▶ Reading passage:
I was also inspired to do this by one of the few articles on minimalism I have recently enjoyed (I've read many more). The New York Times article by Kyle Chayka makes a renewed case for minimalism based on ancient principles rather than the modern movement's highly marketed version. He also gets major kudos for having read In Praise of Shadows which is a must for any budding Architect.
In his article, Chayka points out the ancient Japanese origins of minimalism; a philosophy or attitude which appreciates the imperfection of things as they are sometimes with the absence of something. I think this observation has been shared by many older cultures whether or not the concept has been labelled.
Having unwittingly grown up as a minimalist myself, I have an affinity with the minimalist movement even if I don't profess to be one myself. It has definitely informed my approach to design, but more on that in a minute.
When reading about the latest movement towards minimalist lifestyles, I'm struck by how closely these lifestyles are to the ones we practiced growing up. The key difference being that our choices were probably less photogenic and due to a combination of necessity and inherited practices rather than a new movement.
Nowadays, people are choosing these lifestyles for various reasons in the rich, western world, less through necessity or custom, but rather for counter-cultural reasons. These reasons include environmental concerns, a discontent with mainstream consumerism, ambitions to be debt free and freedom in general, amongst other reasons.
The other (usually secondary) reason is aesthetic. The aesthetics of minimalism are often presented as very monochromatic, unadorned and brightly lit. As appealing as this looks in images, this is often a little misleading.
Though it can be inspiring to see clean, uncluttered spaces, to mimic these spaces is to miss the point. Something that gets closer to the heart of minimalism is a quote from Chayka's article above:
Like almost everything, the concept of minimalism is down to interpretation and my interpretation is entirely influenced by the experiences of my childhood.
These have led me to go small where I could go big (bigger house, bigger income, bigger mortgage are not for me), make do where I could go new (mend, reclaim, re-purpose) and of course go less where I could go more (generally fewer possessions, fewer things on my wants and to do list and a more focused use of resources).
This all translates pretty clearly into my approach as a designer, with one perhaps surprising trait, which is the appreciation of what already exists. Sometimes the trick of architecture is pulling out what does work amidst all the things that don't.
This may sound contradictory for an Architect engaged in domestic refurbishment. How, if I am so committed to what exists, do I even begin to understand my clients' need for change? Is it sheer hypocrisy that allows me to draw up plans to gut an entirely (more or less functioning) building?
The answer is not so minimal:
#1 critically my job as an architect is not to impose my own agenda on my clients but rather to fulfil their brief without ignoring my other duties (professional responsibilities, the environment and other ethical and moral considerations).

▶ Recorded data:
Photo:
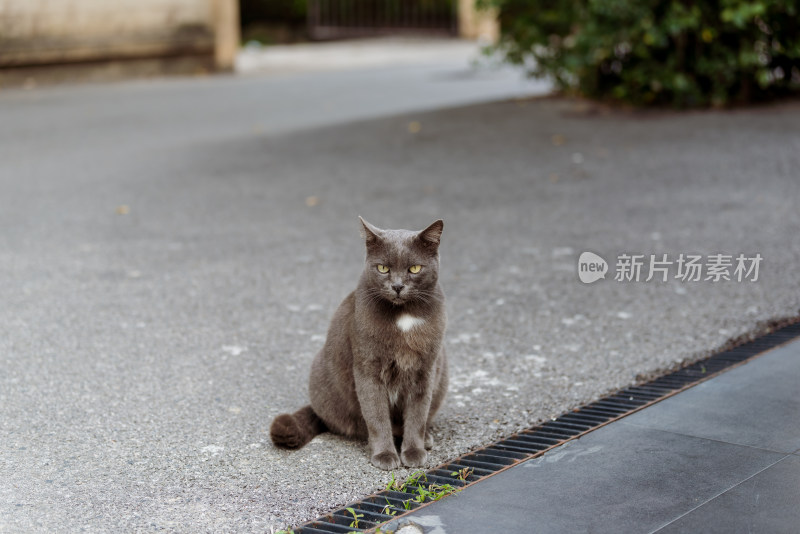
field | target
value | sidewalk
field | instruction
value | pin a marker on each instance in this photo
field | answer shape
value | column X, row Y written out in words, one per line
column 722, row 457
column 360, row 54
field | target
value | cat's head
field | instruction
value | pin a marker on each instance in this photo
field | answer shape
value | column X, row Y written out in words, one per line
column 402, row 266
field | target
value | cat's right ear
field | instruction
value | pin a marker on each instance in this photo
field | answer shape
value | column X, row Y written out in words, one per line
column 371, row 234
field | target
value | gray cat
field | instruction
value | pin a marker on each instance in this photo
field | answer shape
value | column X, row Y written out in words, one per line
column 382, row 372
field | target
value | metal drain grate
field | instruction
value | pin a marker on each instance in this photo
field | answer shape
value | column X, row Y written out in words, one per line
column 389, row 505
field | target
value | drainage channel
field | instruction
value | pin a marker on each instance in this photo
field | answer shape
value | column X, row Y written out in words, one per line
column 388, row 505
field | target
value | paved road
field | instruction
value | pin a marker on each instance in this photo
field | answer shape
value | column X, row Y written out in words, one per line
column 171, row 253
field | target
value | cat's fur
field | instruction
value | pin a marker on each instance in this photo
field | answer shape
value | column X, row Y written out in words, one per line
column 382, row 372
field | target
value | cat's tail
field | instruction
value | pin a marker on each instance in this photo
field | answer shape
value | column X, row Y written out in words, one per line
column 293, row 430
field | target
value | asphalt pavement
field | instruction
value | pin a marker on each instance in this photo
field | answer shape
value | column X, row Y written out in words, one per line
column 172, row 251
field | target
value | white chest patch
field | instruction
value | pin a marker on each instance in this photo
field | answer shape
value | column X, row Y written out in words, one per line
column 406, row 322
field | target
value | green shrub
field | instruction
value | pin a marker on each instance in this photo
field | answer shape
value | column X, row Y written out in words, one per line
column 658, row 52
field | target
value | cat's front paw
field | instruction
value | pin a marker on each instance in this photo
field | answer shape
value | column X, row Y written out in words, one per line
column 415, row 457
column 386, row 460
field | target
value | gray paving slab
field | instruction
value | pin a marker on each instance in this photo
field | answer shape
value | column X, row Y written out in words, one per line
column 766, row 502
column 755, row 405
column 671, row 471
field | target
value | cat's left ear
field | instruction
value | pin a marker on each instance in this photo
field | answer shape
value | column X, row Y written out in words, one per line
column 432, row 234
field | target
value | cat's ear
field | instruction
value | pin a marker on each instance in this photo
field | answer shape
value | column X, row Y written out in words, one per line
column 371, row 234
column 432, row 234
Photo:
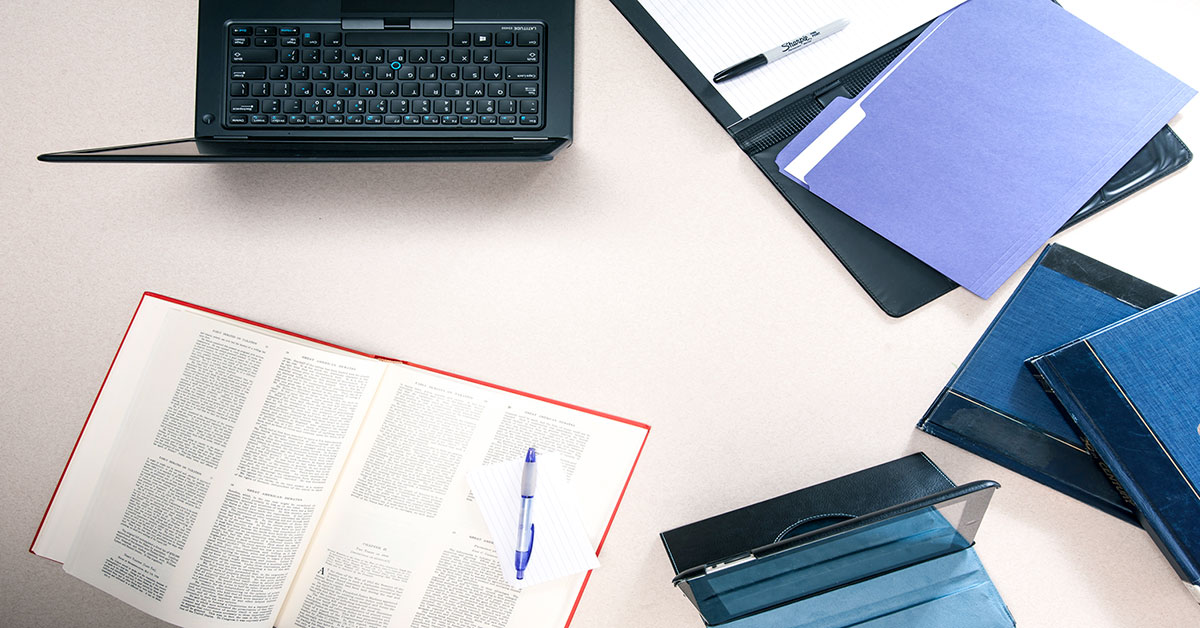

▶ Stated exercise 1: Reproduce the passage of the minimalism piece starting with "This all translates" and going on through "and moral considerations).".
▶ Stated exercise 2: Decide whether each statement below agrees with the minimalism piece, answering yes or no and quoting the deciding words: (a) The writer professes to be a minimalist. (b) Chayka's article points to ancient Japanese origins of minimalism. (c) Aesthetics is usually the main reason given for choosing a minimalist lifestyle.

▶ Complete output 1:
This all translates pretty clearly into my approach as a designer, with one perhaps surprising trait, which is the appreciation of what already exists. Sometimes the trick of architecture is pulling out what does work amidst all the things that don't.
This may sound contradictory for an Architect engaged in domestic refurbishment. How, if I am so committed to what exists, do I even begin to understand my clients' need for change? Is it sheer hypocrisy that allows me to draw up plans to gut an entirely (more or less functioning) building?
The answer is not so minimal:
#1 critically my job as an architect is not to impose my own agenda on my clients but rather to fulfil their brief without ignoring my other duties (professional responsibilities, the environment and other ethical and moral considerations).

▶ Complete output 2:
(a) No: "I have an affinity with the minimalist movement even if I don't profess to be one myself."
(b) Yes: "Chayka points out the ancient Japanese origins of minimalism"
(c) No: "The other (usually secondary) reason is aesthetic."